**WRITTEN REQUEST**
Rewrite the material below, replacing every "place a dot" with "put a point" and changing nothing else. Leave the pictures out of your answer.
--- Begin RECORD EXCERPTS ---
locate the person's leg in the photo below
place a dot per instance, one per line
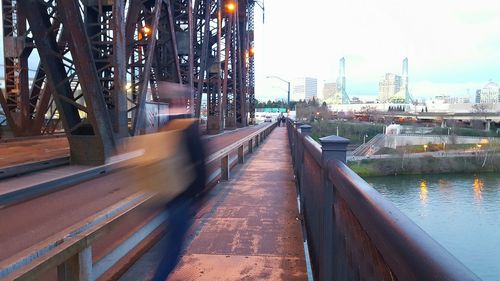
(179, 221)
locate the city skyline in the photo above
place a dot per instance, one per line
(452, 51)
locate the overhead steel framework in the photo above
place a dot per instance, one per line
(96, 63)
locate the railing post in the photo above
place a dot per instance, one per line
(333, 147)
(305, 130)
(241, 154)
(76, 268)
(225, 168)
(250, 146)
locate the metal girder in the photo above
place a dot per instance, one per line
(202, 13)
(99, 65)
(91, 138)
(23, 107)
(140, 72)
(106, 32)
(251, 63)
(214, 100)
(174, 52)
(241, 64)
(228, 87)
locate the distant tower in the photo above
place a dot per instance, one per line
(404, 81)
(341, 82)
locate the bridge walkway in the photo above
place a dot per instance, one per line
(248, 229)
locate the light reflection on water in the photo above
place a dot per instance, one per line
(460, 211)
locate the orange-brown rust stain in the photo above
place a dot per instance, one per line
(253, 233)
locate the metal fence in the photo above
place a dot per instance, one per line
(354, 233)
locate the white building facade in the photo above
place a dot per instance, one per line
(304, 88)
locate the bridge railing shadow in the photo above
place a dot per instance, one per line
(352, 231)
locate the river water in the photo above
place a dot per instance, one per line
(460, 211)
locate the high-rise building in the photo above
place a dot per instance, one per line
(329, 89)
(490, 93)
(340, 95)
(394, 88)
(305, 88)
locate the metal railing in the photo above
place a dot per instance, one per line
(354, 233)
(70, 251)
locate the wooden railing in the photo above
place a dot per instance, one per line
(354, 233)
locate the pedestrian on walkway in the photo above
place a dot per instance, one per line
(183, 207)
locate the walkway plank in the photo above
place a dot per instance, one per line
(252, 232)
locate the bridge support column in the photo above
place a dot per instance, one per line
(224, 169)
(333, 148)
(487, 125)
(77, 268)
(241, 154)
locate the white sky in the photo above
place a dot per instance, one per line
(451, 45)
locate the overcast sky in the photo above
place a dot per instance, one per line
(451, 45)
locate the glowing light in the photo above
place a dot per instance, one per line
(146, 30)
(230, 7)
(478, 185)
(423, 191)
--- End RECORD EXCERPTS ---
**TASK RESULT**
locate the person's leg in the photo below
put a point per instance, one per line
(179, 221)
locate the city skyline in the photo above
put a point per instance, one per line
(452, 51)
locate the overhead steel framework in the photo above
put a point per instance, one per line
(96, 63)
locate the railing post in the photo above
put a point per instance, one per line
(333, 147)
(305, 130)
(241, 154)
(76, 268)
(225, 168)
(250, 146)
locate the metal girder in the photo above
put a point per instance, one per line
(202, 13)
(99, 65)
(91, 138)
(23, 107)
(140, 72)
(106, 32)
(251, 63)
(214, 100)
(174, 52)
(241, 64)
(228, 87)
locate the distant tower in the photo above
put a point per instance, one per line
(404, 81)
(341, 82)
locate the bridge walkway in the photo above
put a point per instance, one per line
(248, 229)
locate the light reflection on water in the photo above
put a point per instance, one per line
(460, 211)
locate the orange-brown rust stain in the photo above
put a point per instance, one per line
(253, 233)
locate the metal fence in the photo above
put a point per instance, one per line
(354, 233)
locate the white building facade in the photo above
put a point per instance, one per line
(304, 88)
locate the bridge railing shadow in the photo above
put a point per instance, one per line
(352, 231)
locate the river water in the photo above
put a point per instance, one per line
(460, 211)
locate the high-rise building in the photo above
put a point per instance, one per line
(329, 89)
(490, 93)
(340, 95)
(394, 88)
(305, 88)
locate the metal railing in the photo above
put a point per instance, one per line
(354, 233)
(70, 251)
locate the wooden railing in the photo above
put a point per instance, one per line
(354, 233)
locate the pedestrian on walkway in the photo above
put a point per instance, one per line
(183, 207)
locate the walkway plank in the photo above
put a point per instance, one per line
(252, 232)
locate the bridge support column in the photo above
put a point per instance, one per line
(224, 169)
(333, 148)
(487, 125)
(77, 268)
(241, 154)
locate the white sky in the photo above
put a point per instance, one per line
(451, 45)
locate the overcast sky in the photo above
put a point per instance, one per line
(451, 45)
locate the glowing light in the photo above
put a point per instance, one per line
(146, 30)
(230, 7)
(478, 185)
(423, 191)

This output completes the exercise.